Task prompt:
Find the line with "[locate] the small" in the entries below, then reproduce it and every line after it down to and including the line with "the exposed root", exactly.

═══ Entries provided ═══

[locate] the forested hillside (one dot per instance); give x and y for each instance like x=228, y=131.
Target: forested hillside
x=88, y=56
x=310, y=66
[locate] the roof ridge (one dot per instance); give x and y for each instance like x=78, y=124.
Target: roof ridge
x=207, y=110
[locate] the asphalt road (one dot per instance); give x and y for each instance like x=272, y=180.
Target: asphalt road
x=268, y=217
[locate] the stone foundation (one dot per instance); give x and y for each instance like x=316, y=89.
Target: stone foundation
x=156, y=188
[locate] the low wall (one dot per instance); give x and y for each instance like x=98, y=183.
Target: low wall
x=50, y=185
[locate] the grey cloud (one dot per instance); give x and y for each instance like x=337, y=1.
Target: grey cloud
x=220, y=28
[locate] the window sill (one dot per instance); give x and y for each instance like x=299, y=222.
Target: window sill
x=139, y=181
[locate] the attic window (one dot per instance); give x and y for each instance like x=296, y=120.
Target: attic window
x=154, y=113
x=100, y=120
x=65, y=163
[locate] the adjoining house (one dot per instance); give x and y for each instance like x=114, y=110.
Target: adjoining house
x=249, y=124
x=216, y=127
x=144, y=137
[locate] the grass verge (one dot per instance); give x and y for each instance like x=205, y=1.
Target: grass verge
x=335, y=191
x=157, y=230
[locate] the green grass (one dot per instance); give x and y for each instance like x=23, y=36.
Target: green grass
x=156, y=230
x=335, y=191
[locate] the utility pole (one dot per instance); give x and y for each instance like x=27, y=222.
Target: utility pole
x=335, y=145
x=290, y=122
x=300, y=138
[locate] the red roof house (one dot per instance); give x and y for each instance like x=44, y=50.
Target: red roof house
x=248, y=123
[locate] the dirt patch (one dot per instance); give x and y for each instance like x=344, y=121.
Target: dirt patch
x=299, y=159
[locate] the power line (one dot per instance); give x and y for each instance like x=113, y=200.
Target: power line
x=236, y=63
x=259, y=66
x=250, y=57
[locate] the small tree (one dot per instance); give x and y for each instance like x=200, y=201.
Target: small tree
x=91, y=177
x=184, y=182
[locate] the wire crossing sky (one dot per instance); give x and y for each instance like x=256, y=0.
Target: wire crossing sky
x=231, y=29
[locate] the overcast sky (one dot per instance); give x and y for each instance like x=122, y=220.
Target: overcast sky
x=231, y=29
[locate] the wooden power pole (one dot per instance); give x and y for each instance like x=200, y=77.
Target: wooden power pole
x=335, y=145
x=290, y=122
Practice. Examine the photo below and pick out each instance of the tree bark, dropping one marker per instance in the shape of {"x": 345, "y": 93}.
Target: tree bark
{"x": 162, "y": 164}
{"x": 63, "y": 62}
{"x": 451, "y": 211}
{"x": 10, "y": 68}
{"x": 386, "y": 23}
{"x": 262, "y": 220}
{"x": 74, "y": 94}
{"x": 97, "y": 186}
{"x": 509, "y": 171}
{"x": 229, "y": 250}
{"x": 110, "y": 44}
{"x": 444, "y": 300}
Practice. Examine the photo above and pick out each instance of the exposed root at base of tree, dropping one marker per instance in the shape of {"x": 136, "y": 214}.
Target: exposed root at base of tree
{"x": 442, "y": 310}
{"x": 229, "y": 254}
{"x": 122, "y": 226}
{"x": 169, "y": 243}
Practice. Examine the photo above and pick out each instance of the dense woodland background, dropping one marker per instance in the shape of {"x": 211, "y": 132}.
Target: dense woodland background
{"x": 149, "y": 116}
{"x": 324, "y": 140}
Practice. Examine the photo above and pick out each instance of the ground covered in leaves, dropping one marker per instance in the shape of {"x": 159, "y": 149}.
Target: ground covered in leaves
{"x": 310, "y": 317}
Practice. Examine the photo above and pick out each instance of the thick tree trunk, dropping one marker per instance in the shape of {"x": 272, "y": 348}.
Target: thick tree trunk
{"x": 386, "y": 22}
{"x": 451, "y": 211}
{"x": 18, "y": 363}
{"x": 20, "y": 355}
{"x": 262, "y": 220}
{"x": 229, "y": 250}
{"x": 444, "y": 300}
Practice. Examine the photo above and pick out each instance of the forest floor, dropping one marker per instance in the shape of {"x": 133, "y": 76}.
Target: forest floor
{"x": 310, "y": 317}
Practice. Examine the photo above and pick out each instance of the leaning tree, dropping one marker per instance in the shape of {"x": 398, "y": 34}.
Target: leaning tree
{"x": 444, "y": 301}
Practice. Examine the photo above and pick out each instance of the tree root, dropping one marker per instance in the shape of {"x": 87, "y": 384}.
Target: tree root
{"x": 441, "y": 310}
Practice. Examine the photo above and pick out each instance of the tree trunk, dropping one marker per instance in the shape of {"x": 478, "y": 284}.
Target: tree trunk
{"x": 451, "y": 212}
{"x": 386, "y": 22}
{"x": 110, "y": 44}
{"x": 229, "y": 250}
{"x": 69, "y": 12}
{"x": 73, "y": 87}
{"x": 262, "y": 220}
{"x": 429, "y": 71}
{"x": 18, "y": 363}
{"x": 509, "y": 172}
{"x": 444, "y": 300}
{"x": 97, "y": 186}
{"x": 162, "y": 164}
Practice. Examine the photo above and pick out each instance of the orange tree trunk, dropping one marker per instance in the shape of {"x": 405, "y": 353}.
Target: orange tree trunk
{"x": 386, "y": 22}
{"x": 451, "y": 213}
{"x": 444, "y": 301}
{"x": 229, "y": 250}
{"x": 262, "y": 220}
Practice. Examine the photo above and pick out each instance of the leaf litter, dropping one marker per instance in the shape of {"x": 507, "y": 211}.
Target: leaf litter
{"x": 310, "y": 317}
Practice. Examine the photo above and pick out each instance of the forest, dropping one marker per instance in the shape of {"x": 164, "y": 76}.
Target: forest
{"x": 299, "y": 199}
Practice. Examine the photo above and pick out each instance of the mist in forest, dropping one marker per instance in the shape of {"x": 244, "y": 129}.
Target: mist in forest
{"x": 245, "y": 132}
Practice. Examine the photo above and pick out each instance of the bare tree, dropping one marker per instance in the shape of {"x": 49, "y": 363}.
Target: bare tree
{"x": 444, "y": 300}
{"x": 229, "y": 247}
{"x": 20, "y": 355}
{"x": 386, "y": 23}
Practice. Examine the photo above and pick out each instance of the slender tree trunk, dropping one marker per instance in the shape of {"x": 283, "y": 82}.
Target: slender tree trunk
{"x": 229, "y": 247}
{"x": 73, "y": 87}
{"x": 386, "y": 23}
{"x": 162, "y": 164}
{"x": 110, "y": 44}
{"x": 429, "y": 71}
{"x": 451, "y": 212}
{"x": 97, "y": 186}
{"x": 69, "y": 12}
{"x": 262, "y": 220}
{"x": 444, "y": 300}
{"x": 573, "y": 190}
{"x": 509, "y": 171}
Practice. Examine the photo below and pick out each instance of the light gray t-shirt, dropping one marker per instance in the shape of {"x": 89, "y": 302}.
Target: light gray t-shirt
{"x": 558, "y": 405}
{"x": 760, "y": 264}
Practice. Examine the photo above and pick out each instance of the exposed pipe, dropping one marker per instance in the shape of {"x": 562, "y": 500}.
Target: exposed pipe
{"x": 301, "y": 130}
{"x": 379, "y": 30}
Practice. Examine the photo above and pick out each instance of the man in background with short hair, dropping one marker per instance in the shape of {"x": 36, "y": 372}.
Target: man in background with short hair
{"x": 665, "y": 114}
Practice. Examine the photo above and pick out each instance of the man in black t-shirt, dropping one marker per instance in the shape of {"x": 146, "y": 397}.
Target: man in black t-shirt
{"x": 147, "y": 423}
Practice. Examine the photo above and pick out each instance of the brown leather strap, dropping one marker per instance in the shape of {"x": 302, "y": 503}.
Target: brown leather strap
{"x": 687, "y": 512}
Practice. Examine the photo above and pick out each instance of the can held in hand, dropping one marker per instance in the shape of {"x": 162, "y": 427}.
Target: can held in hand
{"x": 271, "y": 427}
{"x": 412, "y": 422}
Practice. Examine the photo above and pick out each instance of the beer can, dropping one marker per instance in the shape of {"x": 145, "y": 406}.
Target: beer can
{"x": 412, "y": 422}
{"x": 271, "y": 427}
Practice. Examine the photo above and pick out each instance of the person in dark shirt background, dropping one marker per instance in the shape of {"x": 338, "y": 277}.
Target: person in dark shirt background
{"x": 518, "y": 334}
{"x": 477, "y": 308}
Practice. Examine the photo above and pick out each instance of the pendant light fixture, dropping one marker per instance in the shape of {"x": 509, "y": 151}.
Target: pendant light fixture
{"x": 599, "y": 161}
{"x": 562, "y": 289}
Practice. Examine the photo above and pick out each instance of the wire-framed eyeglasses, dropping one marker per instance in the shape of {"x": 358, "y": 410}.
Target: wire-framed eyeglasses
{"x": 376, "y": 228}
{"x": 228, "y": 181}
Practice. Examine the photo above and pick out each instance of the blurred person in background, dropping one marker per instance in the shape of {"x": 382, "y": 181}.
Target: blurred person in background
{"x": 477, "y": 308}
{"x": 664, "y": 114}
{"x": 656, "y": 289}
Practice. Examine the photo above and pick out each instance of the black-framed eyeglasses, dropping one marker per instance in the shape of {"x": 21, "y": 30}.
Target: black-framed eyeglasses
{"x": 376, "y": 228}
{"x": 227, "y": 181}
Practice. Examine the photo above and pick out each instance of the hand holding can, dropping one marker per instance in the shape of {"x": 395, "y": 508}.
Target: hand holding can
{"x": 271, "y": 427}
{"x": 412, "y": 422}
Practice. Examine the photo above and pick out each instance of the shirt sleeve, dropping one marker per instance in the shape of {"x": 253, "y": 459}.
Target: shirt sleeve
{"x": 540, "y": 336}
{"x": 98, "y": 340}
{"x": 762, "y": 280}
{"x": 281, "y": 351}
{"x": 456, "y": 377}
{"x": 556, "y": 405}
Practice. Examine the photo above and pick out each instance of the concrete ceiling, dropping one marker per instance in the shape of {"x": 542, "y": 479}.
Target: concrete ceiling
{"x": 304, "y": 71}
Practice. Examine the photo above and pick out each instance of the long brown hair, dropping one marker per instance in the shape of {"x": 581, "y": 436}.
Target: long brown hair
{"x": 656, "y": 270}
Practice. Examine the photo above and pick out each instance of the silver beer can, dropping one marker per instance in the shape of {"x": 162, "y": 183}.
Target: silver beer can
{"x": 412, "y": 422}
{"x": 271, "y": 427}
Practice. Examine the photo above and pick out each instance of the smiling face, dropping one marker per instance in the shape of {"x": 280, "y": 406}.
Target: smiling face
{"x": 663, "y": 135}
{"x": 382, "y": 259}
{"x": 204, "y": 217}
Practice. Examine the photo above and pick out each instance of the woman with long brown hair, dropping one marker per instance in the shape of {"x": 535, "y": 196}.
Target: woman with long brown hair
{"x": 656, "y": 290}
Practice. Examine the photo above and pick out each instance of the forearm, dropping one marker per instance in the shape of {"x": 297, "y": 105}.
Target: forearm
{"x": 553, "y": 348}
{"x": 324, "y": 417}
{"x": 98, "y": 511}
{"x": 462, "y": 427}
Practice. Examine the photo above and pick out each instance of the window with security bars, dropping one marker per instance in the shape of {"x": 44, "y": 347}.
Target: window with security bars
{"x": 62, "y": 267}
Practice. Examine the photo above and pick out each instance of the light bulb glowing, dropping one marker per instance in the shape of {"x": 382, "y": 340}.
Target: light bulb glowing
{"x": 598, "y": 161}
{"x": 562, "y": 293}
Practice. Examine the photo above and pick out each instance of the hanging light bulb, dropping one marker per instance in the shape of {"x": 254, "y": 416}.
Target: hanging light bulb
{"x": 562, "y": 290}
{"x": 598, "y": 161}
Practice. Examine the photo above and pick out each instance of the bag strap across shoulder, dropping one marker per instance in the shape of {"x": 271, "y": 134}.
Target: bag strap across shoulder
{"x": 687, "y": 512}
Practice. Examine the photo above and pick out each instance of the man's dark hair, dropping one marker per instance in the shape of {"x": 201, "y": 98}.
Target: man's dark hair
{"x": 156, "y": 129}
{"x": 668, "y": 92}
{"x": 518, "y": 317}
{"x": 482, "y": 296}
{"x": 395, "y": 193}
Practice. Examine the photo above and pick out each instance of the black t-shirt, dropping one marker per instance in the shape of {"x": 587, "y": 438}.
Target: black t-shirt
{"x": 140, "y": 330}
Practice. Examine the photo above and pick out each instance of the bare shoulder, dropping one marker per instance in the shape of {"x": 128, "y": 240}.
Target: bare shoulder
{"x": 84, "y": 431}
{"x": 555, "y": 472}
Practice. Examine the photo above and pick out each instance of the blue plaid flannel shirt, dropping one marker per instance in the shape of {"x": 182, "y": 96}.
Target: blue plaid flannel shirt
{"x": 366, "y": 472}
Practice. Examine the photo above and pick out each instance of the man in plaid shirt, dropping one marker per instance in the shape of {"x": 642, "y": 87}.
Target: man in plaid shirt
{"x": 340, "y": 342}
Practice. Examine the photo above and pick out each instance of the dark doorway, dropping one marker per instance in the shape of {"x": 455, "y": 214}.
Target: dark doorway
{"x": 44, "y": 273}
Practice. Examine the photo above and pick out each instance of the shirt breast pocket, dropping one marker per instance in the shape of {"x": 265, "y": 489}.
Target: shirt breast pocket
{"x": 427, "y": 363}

═══

Task output:
[locate] the small tree (one dot per instance); give x and y for each instance like x=200, y=201.
Target: small tree
x=91, y=177
x=184, y=182
[locate] the wire crossing sky (one dot per instance); give x and y for each instance like x=256, y=0.
Target: wire crossing sky
x=231, y=29
[locate] the overcast sky (one dot per instance); give x and y for each instance like x=122, y=220.
Target: overcast sky
x=231, y=29
[locate] the wooden power pole (one dot per instance); give x and y for each instance like x=200, y=77.
Target: wooden power pole
x=335, y=145
x=290, y=122
Practice. Examine the photo below and pick out each instance of the tree bark, dropping one marker per instance in the shape of {"x": 345, "y": 93}.
Target: tree bark
{"x": 162, "y": 164}
{"x": 63, "y": 62}
{"x": 451, "y": 211}
{"x": 10, "y": 68}
{"x": 386, "y": 23}
{"x": 262, "y": 220}
{"x": 74, "y": 94}
{"x": 97, "y": 186}
{"x": 509, "y": 171}
{"x": 229, "y": 250}
{"x": 110, "y": 44}
{"x": 444, "y": 300}
Practice. Examine the photo above and pick out each instance of the exposed root at base of tree, dropping one marker per instance in the shape of {"x": 136, "y": 214}.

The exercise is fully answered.